## Exercise directions
Every line holding "then" should be copied from the records below.

Collected data entries
-=-=-
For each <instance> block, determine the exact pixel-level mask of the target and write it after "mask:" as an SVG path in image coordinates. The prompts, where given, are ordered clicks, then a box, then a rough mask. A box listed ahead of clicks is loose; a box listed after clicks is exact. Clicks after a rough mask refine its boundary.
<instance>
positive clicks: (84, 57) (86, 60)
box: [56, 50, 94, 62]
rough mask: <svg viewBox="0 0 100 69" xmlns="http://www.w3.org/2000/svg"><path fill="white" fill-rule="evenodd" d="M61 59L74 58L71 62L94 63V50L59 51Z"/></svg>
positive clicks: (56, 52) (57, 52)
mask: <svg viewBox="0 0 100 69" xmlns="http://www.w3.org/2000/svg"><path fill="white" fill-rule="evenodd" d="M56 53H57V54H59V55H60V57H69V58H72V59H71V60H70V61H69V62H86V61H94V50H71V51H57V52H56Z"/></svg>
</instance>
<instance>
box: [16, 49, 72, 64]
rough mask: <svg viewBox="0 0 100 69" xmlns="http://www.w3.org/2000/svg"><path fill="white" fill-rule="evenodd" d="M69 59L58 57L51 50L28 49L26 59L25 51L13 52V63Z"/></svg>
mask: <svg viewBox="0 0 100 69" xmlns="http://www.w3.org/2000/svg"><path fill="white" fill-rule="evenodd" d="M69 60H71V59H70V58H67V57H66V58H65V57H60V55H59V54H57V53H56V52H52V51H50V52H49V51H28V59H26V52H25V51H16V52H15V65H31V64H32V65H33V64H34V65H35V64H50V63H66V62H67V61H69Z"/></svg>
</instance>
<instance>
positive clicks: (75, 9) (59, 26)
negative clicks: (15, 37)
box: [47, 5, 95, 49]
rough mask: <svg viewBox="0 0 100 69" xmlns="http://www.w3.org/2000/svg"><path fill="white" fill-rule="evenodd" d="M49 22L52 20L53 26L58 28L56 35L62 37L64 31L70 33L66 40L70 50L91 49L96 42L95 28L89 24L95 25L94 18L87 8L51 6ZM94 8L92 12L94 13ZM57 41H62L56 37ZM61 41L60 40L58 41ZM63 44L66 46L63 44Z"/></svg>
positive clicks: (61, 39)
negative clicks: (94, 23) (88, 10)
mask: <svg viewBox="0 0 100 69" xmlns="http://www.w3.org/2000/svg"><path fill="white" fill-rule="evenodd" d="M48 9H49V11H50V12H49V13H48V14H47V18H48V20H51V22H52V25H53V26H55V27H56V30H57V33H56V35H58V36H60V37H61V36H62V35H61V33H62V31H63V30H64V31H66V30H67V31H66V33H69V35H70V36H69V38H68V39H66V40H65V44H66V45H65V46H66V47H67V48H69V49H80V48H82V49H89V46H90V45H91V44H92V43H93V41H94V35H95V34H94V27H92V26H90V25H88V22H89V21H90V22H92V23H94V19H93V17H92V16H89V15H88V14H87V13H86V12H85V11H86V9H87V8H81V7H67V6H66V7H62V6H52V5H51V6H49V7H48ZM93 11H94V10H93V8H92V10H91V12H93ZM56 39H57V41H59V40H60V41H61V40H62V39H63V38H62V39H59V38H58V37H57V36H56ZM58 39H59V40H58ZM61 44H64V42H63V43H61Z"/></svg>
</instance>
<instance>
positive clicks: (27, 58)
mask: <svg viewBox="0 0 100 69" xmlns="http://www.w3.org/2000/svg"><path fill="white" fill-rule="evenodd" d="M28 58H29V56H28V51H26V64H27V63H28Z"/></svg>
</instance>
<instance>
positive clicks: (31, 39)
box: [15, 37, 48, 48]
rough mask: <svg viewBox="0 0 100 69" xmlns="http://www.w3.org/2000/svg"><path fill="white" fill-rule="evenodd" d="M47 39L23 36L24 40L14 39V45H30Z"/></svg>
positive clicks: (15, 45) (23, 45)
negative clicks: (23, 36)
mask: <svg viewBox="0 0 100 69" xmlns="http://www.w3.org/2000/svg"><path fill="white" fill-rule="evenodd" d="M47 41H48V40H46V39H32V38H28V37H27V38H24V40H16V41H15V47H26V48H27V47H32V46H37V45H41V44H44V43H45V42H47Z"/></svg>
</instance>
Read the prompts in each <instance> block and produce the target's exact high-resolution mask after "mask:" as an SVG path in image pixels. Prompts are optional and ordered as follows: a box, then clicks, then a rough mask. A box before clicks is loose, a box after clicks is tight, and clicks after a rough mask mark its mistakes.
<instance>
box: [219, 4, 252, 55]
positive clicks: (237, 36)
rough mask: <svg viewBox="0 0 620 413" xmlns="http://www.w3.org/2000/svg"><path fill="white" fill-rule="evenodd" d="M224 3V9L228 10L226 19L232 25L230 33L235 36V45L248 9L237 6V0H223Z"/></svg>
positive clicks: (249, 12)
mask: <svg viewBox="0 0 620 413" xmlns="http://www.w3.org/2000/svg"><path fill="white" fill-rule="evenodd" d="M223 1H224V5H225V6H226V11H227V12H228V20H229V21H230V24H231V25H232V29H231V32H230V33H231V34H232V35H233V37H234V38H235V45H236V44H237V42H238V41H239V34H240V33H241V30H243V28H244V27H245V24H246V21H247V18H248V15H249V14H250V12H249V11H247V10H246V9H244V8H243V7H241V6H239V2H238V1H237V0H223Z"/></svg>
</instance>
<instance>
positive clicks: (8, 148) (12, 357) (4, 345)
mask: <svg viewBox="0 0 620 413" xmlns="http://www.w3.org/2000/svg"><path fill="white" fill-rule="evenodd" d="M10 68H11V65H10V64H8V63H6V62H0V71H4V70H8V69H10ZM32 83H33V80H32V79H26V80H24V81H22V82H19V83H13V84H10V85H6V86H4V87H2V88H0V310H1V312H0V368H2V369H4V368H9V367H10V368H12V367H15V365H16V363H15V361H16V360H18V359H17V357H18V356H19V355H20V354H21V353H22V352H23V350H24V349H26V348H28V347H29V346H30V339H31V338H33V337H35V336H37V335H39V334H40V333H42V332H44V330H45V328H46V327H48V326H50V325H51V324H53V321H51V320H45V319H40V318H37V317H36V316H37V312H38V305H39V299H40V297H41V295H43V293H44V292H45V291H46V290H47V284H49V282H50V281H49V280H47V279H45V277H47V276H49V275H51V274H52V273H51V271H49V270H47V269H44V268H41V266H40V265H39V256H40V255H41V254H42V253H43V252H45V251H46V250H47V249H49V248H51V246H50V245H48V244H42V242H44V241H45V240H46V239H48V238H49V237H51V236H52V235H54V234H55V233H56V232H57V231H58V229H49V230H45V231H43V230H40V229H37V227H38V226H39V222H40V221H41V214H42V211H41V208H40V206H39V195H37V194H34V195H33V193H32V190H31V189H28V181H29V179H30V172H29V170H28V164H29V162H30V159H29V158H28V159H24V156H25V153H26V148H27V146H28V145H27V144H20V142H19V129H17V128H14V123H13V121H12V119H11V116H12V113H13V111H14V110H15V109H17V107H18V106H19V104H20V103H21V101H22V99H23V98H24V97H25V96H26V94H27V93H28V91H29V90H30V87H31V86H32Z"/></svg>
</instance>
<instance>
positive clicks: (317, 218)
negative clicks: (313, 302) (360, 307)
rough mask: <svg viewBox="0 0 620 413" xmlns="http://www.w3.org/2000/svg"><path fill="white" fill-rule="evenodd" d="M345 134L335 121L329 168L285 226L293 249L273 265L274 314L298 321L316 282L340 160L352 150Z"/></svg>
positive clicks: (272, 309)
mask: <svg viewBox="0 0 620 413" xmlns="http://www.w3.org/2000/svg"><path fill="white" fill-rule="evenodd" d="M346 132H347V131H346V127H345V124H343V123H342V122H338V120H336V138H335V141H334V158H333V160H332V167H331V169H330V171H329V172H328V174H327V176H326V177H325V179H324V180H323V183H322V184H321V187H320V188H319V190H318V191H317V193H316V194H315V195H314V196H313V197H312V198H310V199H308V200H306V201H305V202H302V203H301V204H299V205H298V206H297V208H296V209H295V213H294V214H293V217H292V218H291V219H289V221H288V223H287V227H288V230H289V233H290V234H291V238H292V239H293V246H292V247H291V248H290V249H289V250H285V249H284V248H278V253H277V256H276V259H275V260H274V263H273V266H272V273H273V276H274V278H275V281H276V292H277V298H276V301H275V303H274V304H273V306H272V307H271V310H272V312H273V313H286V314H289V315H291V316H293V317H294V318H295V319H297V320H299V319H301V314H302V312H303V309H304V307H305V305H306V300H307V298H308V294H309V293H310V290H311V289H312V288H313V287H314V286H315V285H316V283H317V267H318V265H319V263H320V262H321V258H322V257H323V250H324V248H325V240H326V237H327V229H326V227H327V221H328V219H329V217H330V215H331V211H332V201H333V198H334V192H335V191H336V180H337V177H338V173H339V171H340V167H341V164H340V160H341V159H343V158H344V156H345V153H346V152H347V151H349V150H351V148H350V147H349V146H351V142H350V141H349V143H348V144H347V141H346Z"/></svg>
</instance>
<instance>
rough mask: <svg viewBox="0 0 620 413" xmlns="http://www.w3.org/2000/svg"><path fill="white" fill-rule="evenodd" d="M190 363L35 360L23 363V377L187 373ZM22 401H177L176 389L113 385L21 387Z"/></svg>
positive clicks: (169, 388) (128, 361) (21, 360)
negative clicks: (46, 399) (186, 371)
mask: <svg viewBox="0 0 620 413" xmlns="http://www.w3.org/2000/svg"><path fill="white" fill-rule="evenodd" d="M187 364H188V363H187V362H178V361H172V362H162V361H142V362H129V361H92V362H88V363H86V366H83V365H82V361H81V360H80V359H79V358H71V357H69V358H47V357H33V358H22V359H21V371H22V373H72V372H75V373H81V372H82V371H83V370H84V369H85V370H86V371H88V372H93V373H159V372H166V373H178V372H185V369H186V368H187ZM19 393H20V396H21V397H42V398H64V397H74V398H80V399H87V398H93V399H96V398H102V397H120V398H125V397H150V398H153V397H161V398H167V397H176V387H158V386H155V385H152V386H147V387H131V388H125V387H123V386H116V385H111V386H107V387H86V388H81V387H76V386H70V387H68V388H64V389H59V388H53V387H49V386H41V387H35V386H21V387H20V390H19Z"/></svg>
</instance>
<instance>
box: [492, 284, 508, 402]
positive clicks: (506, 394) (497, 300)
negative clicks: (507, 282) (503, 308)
-=-=-
## Solution
For each <instance> block, determine the exact pixel-level mask of the target and write it after "mask:" as an SVG path in image coordinates. The prompts, where given, are ordered clicks, then a box, then a rough mask. A box listed ahead of clicks is loose; a box listed after clicks is exact. Clicks after a rough mask refine its boundary.
Read the prompts in each <instance> block and produce the target's exact high-resolution mask after "mask:" as an SVG path in image pixels. Prompts are optional and ordered as follows: a box, then clicks, then a rough mask. A box before clicks is loose, a box after clicks is tight, and clicks after a rough mask mark its mistakes.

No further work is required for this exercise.